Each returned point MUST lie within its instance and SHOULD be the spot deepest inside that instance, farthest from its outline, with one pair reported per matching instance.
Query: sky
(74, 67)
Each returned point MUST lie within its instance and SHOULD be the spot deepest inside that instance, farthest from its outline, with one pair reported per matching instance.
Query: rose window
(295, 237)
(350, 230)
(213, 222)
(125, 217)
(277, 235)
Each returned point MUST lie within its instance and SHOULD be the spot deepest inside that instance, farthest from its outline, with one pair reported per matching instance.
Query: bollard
****************
== Directions for this task ==
Output the data exactly, so that every line matches the original.

== Answer section ==
Each returned point MUST lie within its instance and SHOULD be the spot deepest inside that instance, farthest from its outline, with one pair reported per matching instance.
Query: sky
(74, 67)
Each returned point MUST lie within its instance and SHOULD be the spot deepest inside that instance, farthest from its outline, with one pair reported per matching instance.
Query: rose window
(295, 237)
(350, 230)
(213, 222)
(125, 217)
(277, 235)
Each returned point MUST lie within its instance and SHOULD be the spot deepest inside that instance, farthest from its outline, with one pair reported per matching instance.
Query: bollard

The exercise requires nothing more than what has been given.